***** ФРАГМЕНТ ДОКУМЕНТА *****
Националистический антисемитизм стремится отречься от религии. Он уверяет, что речь идет о чистоте расы и нации. Они принимают во внимание то, что люди уже давно отказались от заботы о вечном блаженстве. Средний верующий сегодня уже настолько лукав, как прежде был только кардинал. Более не удается привести массы в движение, ставя евреям в вину то, что они являются закоренелыми неверующими. Но едва ли религиозная вражда, которая в течение двух тысяч лет побуждала к преследованию евреев, полностью угасла. Скорее напротив, то рвение, с которым антисемитизм отрицает свою собственную религиозную традицию, свидетельствует о том, что она ему присуща ничуть не менее, чем в прежние времена профанная идиосинкразия — религиозному фанатизму. Религия не была упразднена, а стала использоваться в качестве культуртовара. Союзом Просвещения и господства моменту содержащейся в ней истины был прегражден доступ к сознанию и законсервированы ее опредмеченные формы. И то и другое в конечном итоге идет на пользу фашизму: неподконтрольные страсти канализируются в националистический мятеж, потомки евангелических фанатиков по модели вагнеровских рыцарей Грааля превращаются в участников заговора кровной общности и членов элитных гвардий, религия как институт частично сливается с системой, частично транспонируется в украшение массовой культуры и гала-демонстраций. Фанатическая вера, которой похваляются фюрер и его свита, не является иной, чем та озлобленная, что прежде держала под своим влиянием отчаявшихся, пропало лишь ее содержание. Лишь этим единственно живет ненависть против тех, кто эту веру не разделяет. От религии любви у немецких христиан не осталось ничего, кроме антисемитизма.
***** ЛИСТИНГ *****
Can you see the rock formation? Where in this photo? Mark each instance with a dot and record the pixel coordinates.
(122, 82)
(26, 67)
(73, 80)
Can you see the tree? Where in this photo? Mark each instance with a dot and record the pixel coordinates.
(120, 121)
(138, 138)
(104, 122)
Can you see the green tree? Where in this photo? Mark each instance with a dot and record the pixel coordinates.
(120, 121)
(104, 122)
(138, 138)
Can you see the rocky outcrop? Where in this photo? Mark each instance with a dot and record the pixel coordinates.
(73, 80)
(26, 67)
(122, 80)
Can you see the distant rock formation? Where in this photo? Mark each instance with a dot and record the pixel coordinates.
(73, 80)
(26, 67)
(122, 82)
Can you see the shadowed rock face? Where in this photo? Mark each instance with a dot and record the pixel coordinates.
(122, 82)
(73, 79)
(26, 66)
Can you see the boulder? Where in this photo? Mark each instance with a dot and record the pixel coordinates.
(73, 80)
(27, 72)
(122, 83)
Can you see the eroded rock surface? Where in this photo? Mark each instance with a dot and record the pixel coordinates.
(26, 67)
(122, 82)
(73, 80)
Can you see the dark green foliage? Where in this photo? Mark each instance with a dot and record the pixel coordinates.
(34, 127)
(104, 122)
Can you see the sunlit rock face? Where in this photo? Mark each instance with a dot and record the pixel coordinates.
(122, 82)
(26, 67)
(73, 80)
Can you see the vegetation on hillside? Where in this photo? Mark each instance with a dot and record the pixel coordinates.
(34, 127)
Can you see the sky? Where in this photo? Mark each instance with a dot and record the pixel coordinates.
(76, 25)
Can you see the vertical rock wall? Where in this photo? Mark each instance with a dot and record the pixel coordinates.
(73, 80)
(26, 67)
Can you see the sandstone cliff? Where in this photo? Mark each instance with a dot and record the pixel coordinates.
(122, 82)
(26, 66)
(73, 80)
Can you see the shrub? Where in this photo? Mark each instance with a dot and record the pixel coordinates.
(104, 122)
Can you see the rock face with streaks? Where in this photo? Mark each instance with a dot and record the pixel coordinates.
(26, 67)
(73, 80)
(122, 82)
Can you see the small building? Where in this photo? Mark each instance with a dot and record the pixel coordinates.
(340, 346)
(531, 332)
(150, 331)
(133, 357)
*****
***** ЛИСТИНГ *****
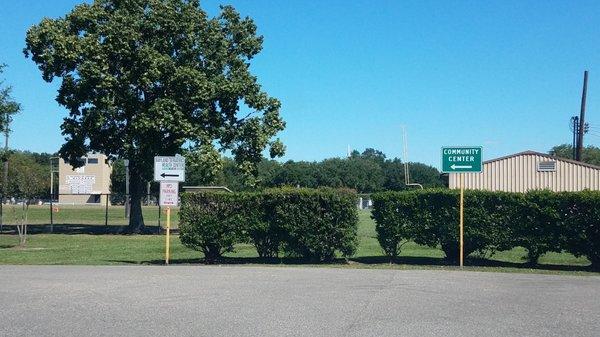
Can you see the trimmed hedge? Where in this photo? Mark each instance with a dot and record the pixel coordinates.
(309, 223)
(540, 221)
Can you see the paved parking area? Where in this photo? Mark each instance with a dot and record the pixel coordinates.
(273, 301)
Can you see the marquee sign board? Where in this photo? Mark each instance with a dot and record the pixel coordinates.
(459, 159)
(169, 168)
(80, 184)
*****
***** ЛИСТИНГ *****
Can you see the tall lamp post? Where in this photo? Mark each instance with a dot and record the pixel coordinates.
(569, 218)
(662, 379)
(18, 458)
*****
**ВАШЕ ЗАДАНИЕ:** Во фрагменте об антисемитизме есть предложение, которое начинается словами «И то и другое в конечном итоге идет на пользу фашизму». Перечислите все процессы, названные в нем после двоеточия. Листинг — самостоятельный материал, к фрагменту он не относится.

**ОТВЕТ:**
1. Неподконтрольные страсти канализируются в националистический мятеж.
2. Потомки евангелических фанатиков по модели вагнеровских рыцарей Грааля превращаются в участников заговора кровной общности и членов элитных гвардий.
3. Религия как институт частично сливается с системой, частично транспонируется в украшение массовой культуры и гала-демонстраций.